§ **ASSIGNMENT**
Reproduce the records below exactly, leaving out any pictures.

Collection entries
[Start of section]
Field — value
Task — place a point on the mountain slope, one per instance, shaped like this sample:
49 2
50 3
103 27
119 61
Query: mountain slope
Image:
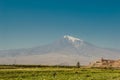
[End of section]
§ **OUTPUT BELOW**
Field — value
Task — place a point on the mountain slope, one per instance, shaped like this sample:
49 2
50 3
103 27
119 61
Query: mountain slope
Image:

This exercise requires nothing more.